──────── RECORD EXTRACTS ────────

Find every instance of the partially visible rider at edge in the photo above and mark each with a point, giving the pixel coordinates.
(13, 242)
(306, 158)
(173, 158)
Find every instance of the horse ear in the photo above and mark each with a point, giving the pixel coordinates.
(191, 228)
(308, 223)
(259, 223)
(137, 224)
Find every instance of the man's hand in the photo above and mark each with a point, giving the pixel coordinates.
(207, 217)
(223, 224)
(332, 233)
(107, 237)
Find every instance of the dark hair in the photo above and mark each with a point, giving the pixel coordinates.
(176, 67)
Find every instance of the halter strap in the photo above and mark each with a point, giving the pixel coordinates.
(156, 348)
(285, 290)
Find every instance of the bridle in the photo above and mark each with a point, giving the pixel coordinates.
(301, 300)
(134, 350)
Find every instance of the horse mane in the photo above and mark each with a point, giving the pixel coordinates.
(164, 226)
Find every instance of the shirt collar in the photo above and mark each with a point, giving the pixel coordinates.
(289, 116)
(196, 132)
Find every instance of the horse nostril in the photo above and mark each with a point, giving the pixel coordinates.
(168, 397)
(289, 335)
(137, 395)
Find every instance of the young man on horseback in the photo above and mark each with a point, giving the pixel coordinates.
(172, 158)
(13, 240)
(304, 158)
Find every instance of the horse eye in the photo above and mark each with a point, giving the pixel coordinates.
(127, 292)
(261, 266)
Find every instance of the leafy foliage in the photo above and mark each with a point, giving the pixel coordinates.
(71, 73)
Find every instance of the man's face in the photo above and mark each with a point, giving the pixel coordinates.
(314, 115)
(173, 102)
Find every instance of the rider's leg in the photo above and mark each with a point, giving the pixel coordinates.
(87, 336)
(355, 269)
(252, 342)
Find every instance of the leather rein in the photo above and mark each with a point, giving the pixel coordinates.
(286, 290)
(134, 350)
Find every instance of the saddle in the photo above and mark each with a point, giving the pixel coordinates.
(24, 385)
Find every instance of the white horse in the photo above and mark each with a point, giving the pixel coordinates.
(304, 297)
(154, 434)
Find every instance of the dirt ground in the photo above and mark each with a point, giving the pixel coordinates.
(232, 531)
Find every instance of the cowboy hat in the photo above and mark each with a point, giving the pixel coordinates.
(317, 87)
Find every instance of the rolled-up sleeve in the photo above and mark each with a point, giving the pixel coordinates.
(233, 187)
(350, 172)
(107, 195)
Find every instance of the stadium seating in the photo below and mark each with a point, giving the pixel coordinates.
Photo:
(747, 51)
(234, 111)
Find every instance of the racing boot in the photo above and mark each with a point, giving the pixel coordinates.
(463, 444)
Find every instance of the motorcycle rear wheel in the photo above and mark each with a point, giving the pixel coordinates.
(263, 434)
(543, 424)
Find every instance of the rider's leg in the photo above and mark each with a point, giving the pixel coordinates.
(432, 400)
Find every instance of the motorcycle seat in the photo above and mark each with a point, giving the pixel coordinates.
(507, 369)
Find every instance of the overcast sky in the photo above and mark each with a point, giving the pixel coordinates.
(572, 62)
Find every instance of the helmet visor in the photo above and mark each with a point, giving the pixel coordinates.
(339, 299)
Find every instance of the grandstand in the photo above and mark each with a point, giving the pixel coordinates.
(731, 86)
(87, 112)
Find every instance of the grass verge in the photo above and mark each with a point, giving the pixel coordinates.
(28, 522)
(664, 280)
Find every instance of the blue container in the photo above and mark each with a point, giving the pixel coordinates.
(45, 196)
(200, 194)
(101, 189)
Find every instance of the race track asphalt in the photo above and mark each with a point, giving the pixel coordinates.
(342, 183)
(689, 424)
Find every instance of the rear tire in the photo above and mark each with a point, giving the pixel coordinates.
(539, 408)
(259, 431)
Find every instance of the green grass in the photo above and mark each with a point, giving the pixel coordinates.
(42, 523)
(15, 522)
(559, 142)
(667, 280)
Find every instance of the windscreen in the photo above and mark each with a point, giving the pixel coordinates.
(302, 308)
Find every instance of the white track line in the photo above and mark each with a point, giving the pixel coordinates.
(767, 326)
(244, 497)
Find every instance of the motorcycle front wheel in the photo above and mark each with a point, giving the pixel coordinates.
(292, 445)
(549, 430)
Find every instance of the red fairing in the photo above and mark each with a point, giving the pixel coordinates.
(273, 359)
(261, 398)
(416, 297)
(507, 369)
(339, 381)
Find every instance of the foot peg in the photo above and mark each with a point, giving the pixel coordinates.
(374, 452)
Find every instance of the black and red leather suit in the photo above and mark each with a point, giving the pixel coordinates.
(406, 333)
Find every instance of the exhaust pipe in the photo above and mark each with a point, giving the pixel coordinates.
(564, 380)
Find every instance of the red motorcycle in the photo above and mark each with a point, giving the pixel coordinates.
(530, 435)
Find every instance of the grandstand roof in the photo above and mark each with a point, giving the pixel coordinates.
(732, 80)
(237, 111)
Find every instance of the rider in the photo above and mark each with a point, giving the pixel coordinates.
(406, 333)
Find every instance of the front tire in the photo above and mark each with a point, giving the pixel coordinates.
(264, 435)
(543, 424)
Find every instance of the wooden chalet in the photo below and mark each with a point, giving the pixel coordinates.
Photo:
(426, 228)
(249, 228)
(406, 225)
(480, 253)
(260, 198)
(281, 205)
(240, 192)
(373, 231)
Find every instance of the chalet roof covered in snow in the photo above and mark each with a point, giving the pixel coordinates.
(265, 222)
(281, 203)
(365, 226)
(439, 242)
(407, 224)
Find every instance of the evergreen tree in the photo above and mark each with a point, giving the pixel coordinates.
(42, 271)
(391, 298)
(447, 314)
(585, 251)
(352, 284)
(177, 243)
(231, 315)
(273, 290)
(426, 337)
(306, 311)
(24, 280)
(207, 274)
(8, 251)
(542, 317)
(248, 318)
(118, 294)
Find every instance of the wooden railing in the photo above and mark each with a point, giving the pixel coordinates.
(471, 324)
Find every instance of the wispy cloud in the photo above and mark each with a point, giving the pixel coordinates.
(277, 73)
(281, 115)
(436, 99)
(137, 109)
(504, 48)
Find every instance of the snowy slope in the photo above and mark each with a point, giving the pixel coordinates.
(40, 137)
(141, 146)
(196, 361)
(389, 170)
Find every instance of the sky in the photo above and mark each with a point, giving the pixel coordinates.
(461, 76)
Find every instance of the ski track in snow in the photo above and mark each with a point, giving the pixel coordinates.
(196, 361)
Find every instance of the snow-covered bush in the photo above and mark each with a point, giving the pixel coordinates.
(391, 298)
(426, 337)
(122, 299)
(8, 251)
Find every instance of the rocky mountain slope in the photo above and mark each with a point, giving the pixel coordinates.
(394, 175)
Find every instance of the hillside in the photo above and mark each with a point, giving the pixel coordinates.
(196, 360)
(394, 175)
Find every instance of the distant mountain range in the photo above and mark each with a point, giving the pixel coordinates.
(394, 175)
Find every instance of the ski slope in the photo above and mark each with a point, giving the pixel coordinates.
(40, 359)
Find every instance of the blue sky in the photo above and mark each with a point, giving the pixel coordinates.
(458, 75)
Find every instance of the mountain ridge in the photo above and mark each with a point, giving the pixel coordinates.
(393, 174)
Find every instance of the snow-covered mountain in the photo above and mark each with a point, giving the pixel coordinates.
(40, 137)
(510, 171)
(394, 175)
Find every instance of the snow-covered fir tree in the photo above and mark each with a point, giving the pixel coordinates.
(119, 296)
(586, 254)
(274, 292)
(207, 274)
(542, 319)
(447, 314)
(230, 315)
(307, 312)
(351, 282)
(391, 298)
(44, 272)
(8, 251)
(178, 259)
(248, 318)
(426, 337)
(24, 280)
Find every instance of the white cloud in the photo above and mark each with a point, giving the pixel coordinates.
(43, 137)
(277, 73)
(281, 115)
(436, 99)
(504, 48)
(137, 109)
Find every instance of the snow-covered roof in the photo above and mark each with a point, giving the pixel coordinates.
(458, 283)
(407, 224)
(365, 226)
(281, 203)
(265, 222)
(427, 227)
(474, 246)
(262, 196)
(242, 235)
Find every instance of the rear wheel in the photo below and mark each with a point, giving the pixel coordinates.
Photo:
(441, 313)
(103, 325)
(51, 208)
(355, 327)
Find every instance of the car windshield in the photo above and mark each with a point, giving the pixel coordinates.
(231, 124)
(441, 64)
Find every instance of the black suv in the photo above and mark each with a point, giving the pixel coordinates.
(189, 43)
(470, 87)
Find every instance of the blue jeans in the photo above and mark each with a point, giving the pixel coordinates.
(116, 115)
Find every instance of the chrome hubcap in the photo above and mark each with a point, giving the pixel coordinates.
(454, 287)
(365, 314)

────────

Would you restate word for word every line from the one holding "Find every instance of the car" to the end of the entries, both ends included?

=== TASK RESPONSE ===
Find every instance of the car windshield in the photo above and mark each with a point, giving the pixel coordinates.
(231, 124)
(441, 64)
Find every instance of the black suv in the photo above and mark each with a point, giving the pixel coordinates.
(189, 43)
(470, 87)
Find every instance of the blue jeans in the photo above and mark each with a point, giving the pixel coordinates.
(116, 115)
Find every instance of the chrome hubcap in the photo above and mark each with a point, giving the pixel coordinates.
(454, 287)
(365, 314)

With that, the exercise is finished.